(Detection annotation records)
────────────────────────────────────────
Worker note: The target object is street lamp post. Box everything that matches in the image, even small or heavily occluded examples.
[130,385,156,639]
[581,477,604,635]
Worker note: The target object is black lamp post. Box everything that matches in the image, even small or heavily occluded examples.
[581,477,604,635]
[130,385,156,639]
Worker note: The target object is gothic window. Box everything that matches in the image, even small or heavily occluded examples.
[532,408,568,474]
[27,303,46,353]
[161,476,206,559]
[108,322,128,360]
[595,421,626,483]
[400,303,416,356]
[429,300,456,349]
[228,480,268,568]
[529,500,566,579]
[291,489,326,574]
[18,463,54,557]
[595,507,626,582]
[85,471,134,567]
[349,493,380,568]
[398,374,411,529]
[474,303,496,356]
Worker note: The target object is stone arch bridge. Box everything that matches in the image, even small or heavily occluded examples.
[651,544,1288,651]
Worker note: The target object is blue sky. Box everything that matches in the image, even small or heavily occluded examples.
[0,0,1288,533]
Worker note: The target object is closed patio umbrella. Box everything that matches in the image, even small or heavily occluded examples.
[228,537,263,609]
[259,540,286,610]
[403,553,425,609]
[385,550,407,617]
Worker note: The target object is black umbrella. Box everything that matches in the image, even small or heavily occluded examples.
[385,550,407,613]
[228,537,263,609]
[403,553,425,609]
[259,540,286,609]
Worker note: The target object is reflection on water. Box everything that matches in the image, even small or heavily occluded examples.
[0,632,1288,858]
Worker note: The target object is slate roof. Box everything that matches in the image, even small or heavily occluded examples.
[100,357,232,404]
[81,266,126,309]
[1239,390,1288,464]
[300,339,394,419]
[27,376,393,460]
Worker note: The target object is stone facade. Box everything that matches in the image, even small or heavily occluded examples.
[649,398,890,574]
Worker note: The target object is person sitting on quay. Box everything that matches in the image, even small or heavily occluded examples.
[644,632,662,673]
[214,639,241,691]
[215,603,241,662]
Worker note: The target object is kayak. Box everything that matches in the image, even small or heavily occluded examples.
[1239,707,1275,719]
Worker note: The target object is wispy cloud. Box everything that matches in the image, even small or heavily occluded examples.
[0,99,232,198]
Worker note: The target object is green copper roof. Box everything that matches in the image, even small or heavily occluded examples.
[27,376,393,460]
────────────────────────────────────────
▸ Task instructions: Update the data by changing every "Worker note" to "Annotator note" and leaving the rest untouched.

▸ Worked answer:
Annotator note: The target object is street lamp post. Box everything that matches in the image, even small or heavily occluded examples.
[130,385,156,639]
[581,477,604,635]
Annotator note: The target object is black lamp post. Box everything that matches in the image, even small or heavily occluded examples.
[581,477,604,635]
[130,385,156,639]
Annotator note: The target object is gothic window. Box everything that matches in the image, even small or heavily occluded examples.
[532,408,568,474]
[27,303,46,353]
[161,476,206,559]
[108,322,128,360]
[595,421,626,483]
[400,303,416,356]
[429,300,456,349]
[228,480,268,568]
[529,500,566,579]
[291,489,326,574]
[18,463,54,557]
[595,507,626,582]
[85,471,134,567]
[349,493,380,568]
[398,374,411,529]
[474,303,496,356]
Annotator note: The target object is stone arch bridge. Box everything that matches in the image, even small or heavily occluded examples.
[651,544,1288,651]
Annotator note: The target object is blue sky. Box everything that matches in the image, even small or heavily occluded examples.
[0,0,1288,533]
Annotator note: The target object is closed patio umbrella. Box everything that matches in the image, even small or heavily occluded examples.
[228,537,263,609]
[259,540,286,610]
[403,553,425,609]
[385,550,407,617]
Annotator note: The target object is black umbrella. Box everything that matches in the image, even small or heavily occluded examples.
[385,550,407,613]
[228,537,263,609]
[403,553,425,609]
[259,540,286,609]
Annotator note: The target object is reflection on water. Box everything that matches in the image, even small or heavily occluded examples.
[0,632,1288,858]
Annotator note: The target object is slate roof. Box everything that matches in the image, even small or heavily occluded examples.
[100,357,232,404]
[81,266,126,309]
[1239,390,1288,464]
[300,339,394,419]
[27,376,393,460]
Annotator note: The target object is stone facade. Box everything that matches in the image, even small or heavily occluded examples.
[649,398,890,574]
Annotator note: The target object is person sitting on quay. Box everything that matches in the image, even small or heavily occluded examples.
[644,632,662,673]
[214,639,241,691]
[215,603,241,662]
Annotator note: The target object is kayak. Box everything that matches in the image, even small or heavily occluded examples.
[1239,707,1275,719]
Annotator note: The target object is wispy cloud. Box everything that matches in the image, even small or heavily occluded examples.
[0,99,232,198]
Annotator note: The target object is green copper roof. Box everything that matches in the image, even small or heavily occluded examples.
[27,376,393,460]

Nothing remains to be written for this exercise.